(Collected data)
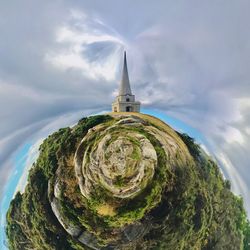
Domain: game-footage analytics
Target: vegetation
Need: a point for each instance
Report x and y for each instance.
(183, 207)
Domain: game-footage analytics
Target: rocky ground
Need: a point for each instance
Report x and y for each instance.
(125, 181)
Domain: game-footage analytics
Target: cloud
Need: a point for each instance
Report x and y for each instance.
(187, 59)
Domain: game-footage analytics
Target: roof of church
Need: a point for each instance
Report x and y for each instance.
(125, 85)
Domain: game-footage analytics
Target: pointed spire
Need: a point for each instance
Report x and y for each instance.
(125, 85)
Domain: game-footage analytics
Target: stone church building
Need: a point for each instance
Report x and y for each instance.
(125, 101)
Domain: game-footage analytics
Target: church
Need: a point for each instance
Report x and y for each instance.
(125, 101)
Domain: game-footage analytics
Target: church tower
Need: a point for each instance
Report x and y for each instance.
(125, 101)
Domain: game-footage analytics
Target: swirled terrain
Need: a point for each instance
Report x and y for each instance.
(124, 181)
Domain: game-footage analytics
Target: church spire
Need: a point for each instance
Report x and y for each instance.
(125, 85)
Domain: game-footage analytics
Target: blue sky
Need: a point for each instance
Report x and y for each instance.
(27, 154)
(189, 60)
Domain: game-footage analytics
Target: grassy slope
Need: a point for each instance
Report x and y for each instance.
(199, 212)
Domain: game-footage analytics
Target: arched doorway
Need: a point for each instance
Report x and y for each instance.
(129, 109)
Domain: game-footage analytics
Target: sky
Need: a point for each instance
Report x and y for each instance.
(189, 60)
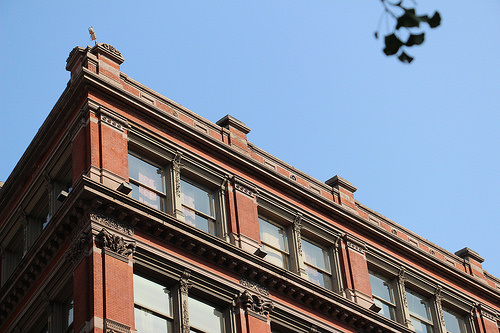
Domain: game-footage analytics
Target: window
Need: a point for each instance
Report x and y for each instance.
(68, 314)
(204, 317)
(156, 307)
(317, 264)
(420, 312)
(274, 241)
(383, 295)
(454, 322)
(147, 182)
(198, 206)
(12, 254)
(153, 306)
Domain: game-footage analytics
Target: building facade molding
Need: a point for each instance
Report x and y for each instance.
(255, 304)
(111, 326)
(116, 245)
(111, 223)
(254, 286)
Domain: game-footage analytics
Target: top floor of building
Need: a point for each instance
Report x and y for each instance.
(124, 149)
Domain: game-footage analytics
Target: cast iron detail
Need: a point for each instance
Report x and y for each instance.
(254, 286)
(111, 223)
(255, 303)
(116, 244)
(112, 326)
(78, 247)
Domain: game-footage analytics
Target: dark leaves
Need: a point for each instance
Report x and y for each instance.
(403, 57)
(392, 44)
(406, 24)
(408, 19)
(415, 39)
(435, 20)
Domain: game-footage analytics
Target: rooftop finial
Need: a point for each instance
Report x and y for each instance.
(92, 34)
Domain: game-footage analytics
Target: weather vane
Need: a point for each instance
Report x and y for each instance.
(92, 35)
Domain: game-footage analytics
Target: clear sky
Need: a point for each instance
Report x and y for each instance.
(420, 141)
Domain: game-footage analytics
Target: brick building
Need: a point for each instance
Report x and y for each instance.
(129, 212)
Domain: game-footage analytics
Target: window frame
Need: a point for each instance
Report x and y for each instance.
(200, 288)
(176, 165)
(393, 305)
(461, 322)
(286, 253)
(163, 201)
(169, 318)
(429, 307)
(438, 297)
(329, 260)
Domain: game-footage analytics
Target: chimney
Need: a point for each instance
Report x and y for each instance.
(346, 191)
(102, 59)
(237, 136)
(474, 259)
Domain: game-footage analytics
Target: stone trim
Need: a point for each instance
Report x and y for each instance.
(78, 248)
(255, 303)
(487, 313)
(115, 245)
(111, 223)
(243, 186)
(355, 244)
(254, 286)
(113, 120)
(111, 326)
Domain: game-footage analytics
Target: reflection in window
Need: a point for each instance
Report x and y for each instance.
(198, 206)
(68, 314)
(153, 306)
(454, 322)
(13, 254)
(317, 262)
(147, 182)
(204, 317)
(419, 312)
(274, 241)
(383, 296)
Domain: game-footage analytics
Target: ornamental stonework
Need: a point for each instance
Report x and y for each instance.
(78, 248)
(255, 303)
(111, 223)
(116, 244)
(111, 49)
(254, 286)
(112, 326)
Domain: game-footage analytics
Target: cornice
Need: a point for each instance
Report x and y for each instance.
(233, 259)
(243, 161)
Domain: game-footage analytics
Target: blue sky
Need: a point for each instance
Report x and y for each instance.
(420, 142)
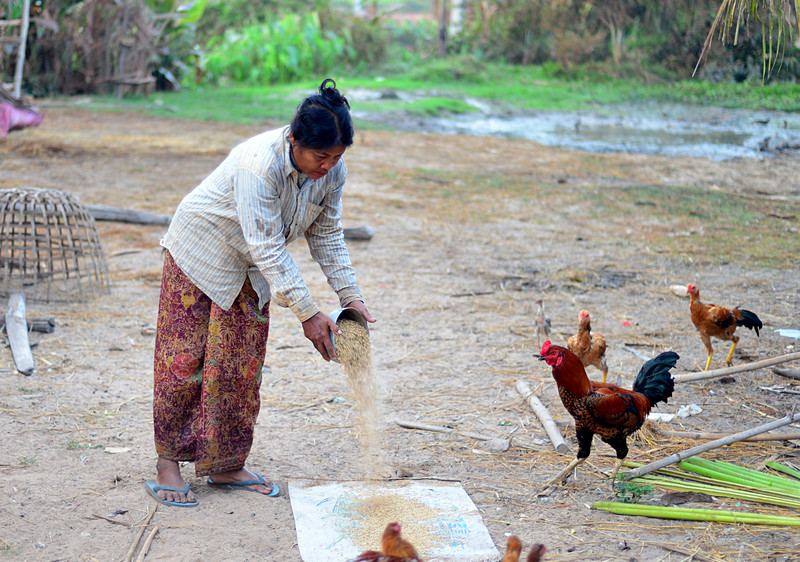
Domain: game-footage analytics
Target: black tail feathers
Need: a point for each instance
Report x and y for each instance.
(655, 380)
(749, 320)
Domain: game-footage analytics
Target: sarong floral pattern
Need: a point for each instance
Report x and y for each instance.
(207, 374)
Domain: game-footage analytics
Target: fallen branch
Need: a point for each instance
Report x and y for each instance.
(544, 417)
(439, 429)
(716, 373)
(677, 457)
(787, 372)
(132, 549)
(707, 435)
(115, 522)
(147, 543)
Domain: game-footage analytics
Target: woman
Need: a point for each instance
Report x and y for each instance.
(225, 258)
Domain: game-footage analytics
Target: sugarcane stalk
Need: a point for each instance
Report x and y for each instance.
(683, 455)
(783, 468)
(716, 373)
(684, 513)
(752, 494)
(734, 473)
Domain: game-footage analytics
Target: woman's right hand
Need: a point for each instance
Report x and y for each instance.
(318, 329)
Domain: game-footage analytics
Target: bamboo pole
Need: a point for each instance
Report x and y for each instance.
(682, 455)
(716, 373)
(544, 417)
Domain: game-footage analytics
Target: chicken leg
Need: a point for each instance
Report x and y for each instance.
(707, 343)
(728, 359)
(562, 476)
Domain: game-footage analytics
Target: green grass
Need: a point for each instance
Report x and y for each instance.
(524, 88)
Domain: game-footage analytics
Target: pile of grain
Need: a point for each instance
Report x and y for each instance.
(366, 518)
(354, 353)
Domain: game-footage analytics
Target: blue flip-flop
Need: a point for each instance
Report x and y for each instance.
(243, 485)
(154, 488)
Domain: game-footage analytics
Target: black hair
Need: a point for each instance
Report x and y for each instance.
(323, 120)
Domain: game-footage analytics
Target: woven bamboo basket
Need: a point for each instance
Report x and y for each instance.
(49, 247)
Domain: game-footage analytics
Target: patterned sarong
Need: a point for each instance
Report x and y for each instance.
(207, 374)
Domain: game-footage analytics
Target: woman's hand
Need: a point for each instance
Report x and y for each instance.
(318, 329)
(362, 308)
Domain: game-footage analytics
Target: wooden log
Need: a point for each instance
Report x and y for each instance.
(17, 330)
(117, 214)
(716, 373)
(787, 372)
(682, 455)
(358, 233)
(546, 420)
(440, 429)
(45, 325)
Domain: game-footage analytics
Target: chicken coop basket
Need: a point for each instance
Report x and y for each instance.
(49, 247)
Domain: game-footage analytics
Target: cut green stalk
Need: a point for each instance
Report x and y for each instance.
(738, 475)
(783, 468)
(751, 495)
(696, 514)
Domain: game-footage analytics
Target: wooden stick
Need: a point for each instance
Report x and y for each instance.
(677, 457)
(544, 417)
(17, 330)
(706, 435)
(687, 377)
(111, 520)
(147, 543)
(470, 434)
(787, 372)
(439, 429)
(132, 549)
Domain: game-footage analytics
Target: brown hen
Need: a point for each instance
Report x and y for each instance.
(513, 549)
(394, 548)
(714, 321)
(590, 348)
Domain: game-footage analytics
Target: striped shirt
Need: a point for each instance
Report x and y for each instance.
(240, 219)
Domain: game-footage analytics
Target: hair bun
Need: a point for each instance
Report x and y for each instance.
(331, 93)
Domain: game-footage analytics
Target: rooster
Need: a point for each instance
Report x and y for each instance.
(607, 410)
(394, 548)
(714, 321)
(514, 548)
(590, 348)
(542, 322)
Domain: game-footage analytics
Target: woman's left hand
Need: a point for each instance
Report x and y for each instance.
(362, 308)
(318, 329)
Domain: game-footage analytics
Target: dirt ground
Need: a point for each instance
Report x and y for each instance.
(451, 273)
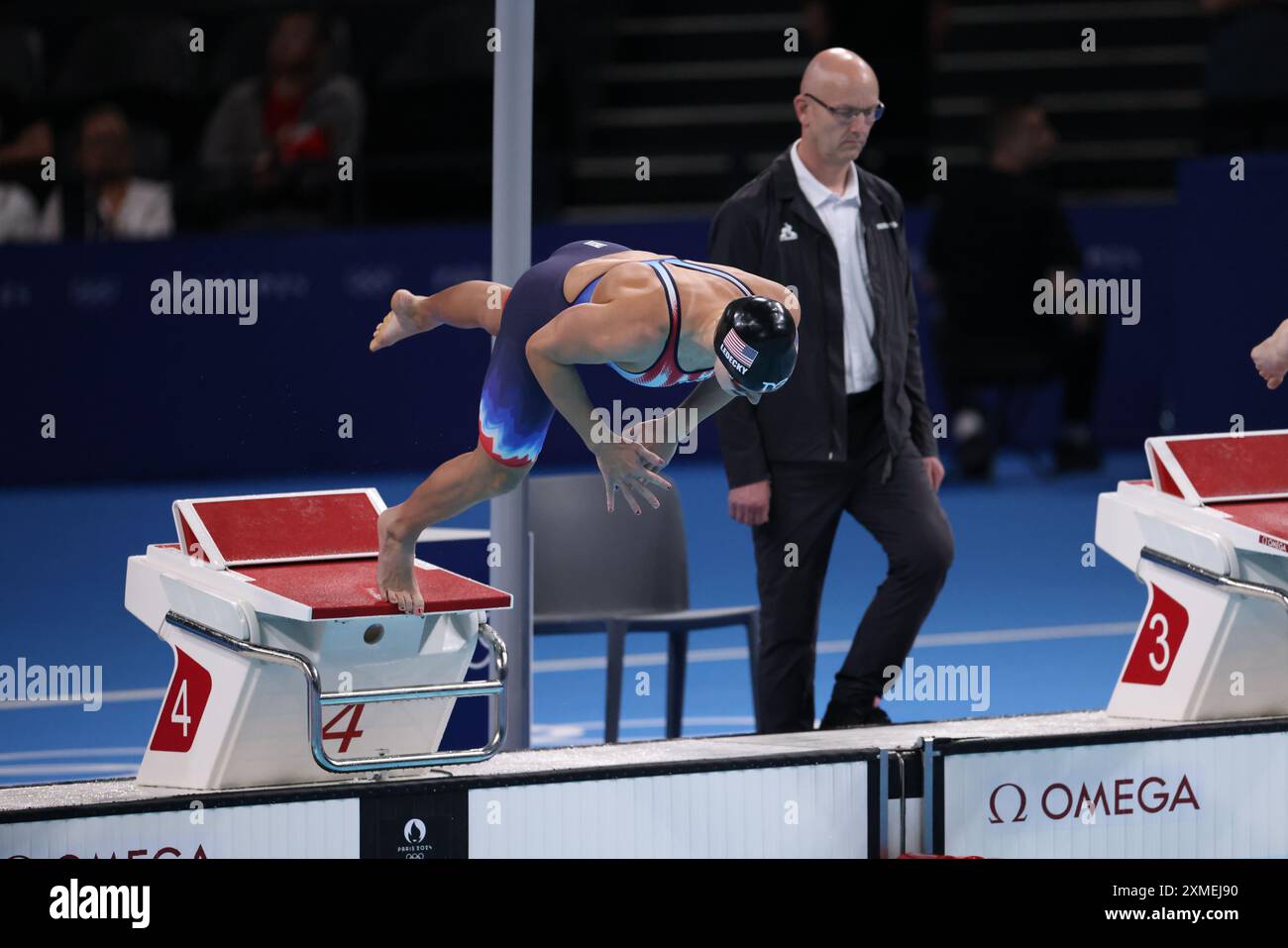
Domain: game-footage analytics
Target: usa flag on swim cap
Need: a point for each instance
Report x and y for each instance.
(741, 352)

> **TASK GOAL**: Starting from the records above, filter out all lines except those containing the word "hand".

> **PROBLEM SOLUTION**:
Target: woman's right hand
Target: woman's hand
Target: woman's left hand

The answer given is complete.